Source extract:
>> Begin

Broken Vows (2017)

DVD Review – Written for RAF News December 2017

Tara (Jamie Alexander) is on her bachelorette party when she catches the keen stare of a barman who insists they have a connection. Deciding to go back to his at the end of the night, she wakes to realise that this was a mistake: maybe the thought of her loving fiance back home, or more likely because the deranged one night stand has hand-washed her clothes and tattooed her name on his arm during the night.

Patrick, the easily infatuated barman, finds Tara’s phone in his house after she leaves. He uncovers the truth about her engagement and the wedding that is due to take place days from now. This does not appear to deter him though, as he uses information from her phone to find out where she lives and who she knows in order to find leverage to get them back together – nothing like a bit of classic romance.

Wes Bently so often plays dark and deranged characters that it suits him, but here his intensity comes out of nowhere. Patrick becomes obsessed with Tara in a matter of minutes, and even during this time he’s not treated particularly well. We learn a little about his past thanks to an unlikely PI but this raises many more questions. It’s hard to understand the motivation of anyone in the film. With strained dialogue and unnatural delivery, they never feel like real people.

Broken Vows harks back to 90s erotic thrillers but switches the gender of the adulterer and the stalker. It’s a classic ‘bunny boiler’ except it’s been put on a low heat so you’ll have to watch it gently simmer for the best part of an hour before anything thrillery happens. There are opportunities along the way, but they are lost to the momentum of an absurd story that could have been a lot more fun.

The Hungry (2017)

Written for RAF News November 2017

The Hungry is an adaptation of Shakespeare’s violent tragedy Titus Andronicus, moved to contemporary New Dheli where an extravagant wedding becomes the setting for a series of vengeful murders.

The union between the Ahuja and Huji families is shown to have some significance as far as corporate ties are concerned and this may be the reason for some bad blood along the way. The film opens to the bride’s son writing a suicide note at gunpoint, it is not clear just yet what is going on and who is to be trusted. Flashing forward two years after this supposed suicide, the wedding is back on and no expense is spared in putting on a show.

Tathagat Ahuja (Naseeruddin Shah) is the elder godfather figure of his family, lavishly showing off his wealth as he plays host and head chef at the wedding of his moronic son Sunny (Arjun Gupta). The bereaved bride is Tulsi (Tisca Chopra) who is often seen wearing a smile of dark intentions.

>> End

Entries:
>> Begin

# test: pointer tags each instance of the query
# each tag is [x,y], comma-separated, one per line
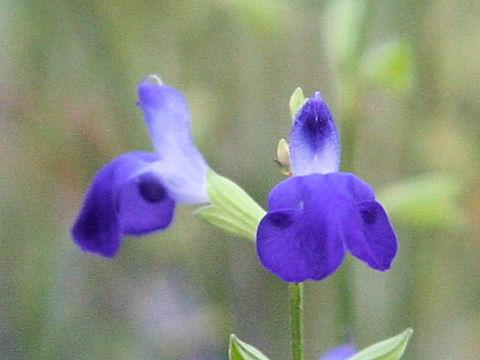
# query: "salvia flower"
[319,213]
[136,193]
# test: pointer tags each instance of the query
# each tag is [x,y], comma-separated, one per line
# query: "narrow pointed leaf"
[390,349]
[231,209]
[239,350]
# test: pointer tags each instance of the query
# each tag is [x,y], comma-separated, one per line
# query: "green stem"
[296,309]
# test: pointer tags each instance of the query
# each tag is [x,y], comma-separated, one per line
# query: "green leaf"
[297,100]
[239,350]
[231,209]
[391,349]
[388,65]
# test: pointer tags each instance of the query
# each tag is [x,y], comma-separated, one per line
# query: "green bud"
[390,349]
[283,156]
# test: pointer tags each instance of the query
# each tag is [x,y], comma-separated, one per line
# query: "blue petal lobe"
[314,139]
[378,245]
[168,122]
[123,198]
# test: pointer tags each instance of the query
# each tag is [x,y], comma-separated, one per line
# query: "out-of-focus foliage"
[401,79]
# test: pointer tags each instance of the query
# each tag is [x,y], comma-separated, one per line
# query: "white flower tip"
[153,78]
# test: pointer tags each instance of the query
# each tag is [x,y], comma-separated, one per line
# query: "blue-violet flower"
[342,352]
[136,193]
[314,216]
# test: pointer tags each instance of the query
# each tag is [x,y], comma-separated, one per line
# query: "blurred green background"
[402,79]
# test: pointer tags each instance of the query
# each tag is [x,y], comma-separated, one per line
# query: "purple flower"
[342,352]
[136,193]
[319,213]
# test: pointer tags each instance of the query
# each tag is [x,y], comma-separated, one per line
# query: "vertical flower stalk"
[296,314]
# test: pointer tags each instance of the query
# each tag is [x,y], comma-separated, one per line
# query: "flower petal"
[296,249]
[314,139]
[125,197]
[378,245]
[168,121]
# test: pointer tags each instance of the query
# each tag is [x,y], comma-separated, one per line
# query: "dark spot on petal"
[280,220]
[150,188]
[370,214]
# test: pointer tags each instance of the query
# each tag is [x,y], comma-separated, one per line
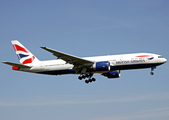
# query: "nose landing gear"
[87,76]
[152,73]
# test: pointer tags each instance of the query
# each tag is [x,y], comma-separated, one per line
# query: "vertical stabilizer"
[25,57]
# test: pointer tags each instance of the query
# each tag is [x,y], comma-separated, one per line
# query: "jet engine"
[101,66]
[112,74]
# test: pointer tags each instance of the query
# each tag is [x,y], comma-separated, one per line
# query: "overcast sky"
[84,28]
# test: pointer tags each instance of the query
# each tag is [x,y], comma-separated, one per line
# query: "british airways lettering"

>> End
>> Begin

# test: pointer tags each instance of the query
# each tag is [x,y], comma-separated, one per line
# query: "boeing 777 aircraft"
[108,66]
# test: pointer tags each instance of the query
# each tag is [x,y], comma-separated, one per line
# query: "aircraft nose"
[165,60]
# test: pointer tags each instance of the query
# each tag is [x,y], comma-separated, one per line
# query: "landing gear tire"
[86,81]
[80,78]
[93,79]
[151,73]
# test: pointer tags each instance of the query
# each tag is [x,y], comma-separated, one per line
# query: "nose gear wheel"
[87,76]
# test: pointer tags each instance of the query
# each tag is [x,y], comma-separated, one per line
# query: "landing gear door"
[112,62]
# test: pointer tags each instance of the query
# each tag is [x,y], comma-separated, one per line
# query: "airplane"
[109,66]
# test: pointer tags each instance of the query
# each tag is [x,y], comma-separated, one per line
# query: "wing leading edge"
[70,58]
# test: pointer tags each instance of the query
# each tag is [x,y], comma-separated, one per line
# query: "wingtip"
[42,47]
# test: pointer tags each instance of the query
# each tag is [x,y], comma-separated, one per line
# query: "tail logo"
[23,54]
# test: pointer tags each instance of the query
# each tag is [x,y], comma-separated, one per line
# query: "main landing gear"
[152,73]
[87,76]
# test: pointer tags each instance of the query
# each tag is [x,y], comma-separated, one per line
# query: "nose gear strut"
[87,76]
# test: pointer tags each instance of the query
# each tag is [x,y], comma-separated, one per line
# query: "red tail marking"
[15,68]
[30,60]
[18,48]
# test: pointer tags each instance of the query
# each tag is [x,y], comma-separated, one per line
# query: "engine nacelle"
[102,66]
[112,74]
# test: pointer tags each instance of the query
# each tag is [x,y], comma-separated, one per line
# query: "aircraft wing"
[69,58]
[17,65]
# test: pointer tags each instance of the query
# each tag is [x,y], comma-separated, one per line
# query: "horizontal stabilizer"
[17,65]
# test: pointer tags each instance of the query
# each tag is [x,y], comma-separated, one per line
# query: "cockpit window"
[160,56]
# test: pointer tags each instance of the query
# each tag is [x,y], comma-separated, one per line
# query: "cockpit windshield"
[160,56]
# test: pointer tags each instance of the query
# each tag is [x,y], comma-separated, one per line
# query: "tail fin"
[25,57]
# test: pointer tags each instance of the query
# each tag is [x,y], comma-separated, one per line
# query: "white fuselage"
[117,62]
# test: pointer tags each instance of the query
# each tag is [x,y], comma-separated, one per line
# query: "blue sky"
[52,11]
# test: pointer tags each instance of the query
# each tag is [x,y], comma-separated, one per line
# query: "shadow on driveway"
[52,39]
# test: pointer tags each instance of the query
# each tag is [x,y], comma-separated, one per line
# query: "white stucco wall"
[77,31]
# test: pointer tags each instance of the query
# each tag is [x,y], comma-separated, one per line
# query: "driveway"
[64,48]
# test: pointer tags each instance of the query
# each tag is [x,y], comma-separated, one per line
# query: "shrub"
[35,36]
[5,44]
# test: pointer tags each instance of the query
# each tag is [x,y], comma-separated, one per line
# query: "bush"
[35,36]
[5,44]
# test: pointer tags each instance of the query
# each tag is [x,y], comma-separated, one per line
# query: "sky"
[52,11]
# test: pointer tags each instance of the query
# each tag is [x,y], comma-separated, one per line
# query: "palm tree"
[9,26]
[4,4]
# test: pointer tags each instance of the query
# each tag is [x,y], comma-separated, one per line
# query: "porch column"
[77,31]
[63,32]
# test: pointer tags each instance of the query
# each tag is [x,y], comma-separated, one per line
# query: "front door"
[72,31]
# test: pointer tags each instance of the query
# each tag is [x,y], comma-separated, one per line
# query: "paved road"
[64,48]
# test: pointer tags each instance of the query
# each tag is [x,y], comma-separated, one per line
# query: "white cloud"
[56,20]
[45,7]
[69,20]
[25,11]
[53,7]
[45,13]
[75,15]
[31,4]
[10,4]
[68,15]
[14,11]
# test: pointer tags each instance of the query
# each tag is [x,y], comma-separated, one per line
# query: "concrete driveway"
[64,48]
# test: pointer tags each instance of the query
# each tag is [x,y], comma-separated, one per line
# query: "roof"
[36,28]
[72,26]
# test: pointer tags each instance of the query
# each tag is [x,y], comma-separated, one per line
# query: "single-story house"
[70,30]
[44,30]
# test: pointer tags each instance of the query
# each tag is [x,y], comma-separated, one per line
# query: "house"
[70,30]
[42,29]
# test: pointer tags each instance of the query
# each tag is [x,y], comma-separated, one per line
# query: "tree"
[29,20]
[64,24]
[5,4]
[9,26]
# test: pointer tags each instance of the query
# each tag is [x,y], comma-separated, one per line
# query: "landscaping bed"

>> End

What you will do: Write out the passage of the film reviews that begins with the words containing "Written for RAF News November" and ends with "putting on a show.", copying it word for word.

Finished answer:
Written for RAF News November 2017

The Hungry is an adaptation of Shakespeare’s violent tragedy Titus Andronicus, moved to contemporary New Dheli where an extravagant wedding becomes the setting for a series of vengeful murders.

The union between the Ahuja and Huji families is shown to have some significance as far as corporate ties are concerned and this may be the reason for some bad blood along the way. The film opens to the bride’s son writing a suicide note at gunpoint, it is not clear just yet what is going on and who is to be trusted. Flashing forward two years after this supposed suicide, the wedding is back on and no expense is spared in putting on a show.